Last month, the Obama Administration urged Congress to resolve the uncertainty in the protection of the nation’s waters and wetlands under the Clean Water Act (CWA).  In a letter signed by the heads of several agencies, the Administration noted the confusion, delay, and even neglect in protecting the nation’s waters in the aftermath of two Supreme Court decisions: SWANCC and Rapanos.  Reports from the EPA and the EPA Inspector General have documented the impacts – 20 million acres of wetlands and isolated waters are no longer protected (subscription required).

At issue is the reach of the Clean Water Act, passed in 1972 with the lofty mandate of restoring the integrity of the nation’s waters and eliminating pollution by 1985.  Although the latter goal is still out of sight, significant progress has been made in restoring the quality of the nation’s water.  Under separate provisions of the Act, the EPA and the ACOE have jurisdiction over “navigable waters,” defined as “waters of the United States.”  Those five words have generated tomes of commentary, leaving developers and environmentalists alike writhing in confusion.

Data records:
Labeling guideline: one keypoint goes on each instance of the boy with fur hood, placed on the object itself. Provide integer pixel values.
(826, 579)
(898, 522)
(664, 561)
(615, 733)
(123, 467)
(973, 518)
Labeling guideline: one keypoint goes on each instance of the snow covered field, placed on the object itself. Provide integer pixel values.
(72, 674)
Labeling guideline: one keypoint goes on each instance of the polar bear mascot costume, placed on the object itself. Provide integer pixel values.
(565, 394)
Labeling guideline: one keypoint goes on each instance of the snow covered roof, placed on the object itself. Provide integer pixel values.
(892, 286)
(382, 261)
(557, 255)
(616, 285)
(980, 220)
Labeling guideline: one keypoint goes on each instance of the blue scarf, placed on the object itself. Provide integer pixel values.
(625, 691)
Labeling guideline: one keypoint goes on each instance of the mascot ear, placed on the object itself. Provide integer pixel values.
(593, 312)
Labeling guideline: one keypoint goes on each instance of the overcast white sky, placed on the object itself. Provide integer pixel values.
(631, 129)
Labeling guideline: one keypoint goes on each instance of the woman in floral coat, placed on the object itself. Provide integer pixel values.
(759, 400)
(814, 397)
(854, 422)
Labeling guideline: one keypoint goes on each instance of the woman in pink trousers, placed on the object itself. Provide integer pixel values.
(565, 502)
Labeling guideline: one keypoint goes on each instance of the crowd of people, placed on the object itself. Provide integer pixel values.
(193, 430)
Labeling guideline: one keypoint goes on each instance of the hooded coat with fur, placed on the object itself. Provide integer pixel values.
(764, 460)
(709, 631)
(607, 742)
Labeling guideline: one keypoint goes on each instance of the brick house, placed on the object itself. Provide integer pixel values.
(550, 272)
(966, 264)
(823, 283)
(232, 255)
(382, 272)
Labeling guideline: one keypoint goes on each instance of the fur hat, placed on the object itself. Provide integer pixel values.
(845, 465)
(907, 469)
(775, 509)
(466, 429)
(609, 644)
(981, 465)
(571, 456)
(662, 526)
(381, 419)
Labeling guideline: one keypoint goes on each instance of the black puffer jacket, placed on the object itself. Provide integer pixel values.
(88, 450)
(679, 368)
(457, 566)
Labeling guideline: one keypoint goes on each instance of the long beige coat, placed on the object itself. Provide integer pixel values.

Instruction 1: Copy out the section of the Clean Water Act passage that begins with the words containing "At issue is" and ends with "writhing in confusion.", word for word.
Instruction 2: Pick up the Clean Water Act passage after its final sentence and carry it forward.
The material plays no part here.

Answer 1:
At issue is the reach of the Clean Water Act, passed in 1972 with the lofty mandate of restoring the integrity of the nation’s waters and eliminating pollution by 1985.  Although the latter goal is still out of sight, significant progress has been made in restoring the quality of the nation’s water.  Under separate provisions of the Act, the EPA and the ACOE have jurisdiction over “navigable waters,” defined as “waters of the United States.”  Those five words have generated tomes of commentary, leaving developers and environmentalists alike writhing in confusion.

Answer 2:
By the late 1970’s, EPA and ACOE had interpreted the “waters of the United States” broadly, covering much of the aquatic system.  A set of Supreme Court decisions narrowed this protection, though, leaving the nation’s wetlands regulatory program in disarray.  The 2001 Supreme Court opinion in SWANCC rejected CWA jurisdiction over certain isolated, sometimes seasonal ponds that are wholly intrastate and serve as migratory bird habitat.  In this case, a waste disposal operator wanted to turn an abandoned sand and gravel pit, which had become a stopping ground for migratory birds, into a waste disposal site.  The ACOE refused to issue a permit to fill the wetlands. 

Clean Water Act jurisdiction was further restricted by a 4-1-4 Supreme Court in Rapanos.  This case involved wetlands that were connected, although distantly, to navigable waters by both natural, perennial rivers and by engineered, intermittent conveyances.  Three main opinions were issued by Justice Scalia, who favored narrow coverage of waters and wetlands; by Justice Kennedy, who articulated a “significant nexus” test that requires highly specific technical analysis; and by Justice Stevens, who dissented and favored broad protections.  Because no opinion constituted a majority, lower courts have taken different approaches – some have said that Justice Kennedy’s test mostly applies, some have said that Justice Kennedy’s test only applies, and some have said that either Justice Scalia’s or Justice Kennedy’s test applies.  Subsequent EPA guidance has not helped.

As noted by the Sixth Circuit, “In its short life, Rapanos has indeed satisfied any ‘bafflement’ requirement.”  (U.S. v. Cundiff, 555 F.3d 200, 208 (6th Cir. 2009)).  In the meantime, protection of the nation’s wetlands and waters has languished.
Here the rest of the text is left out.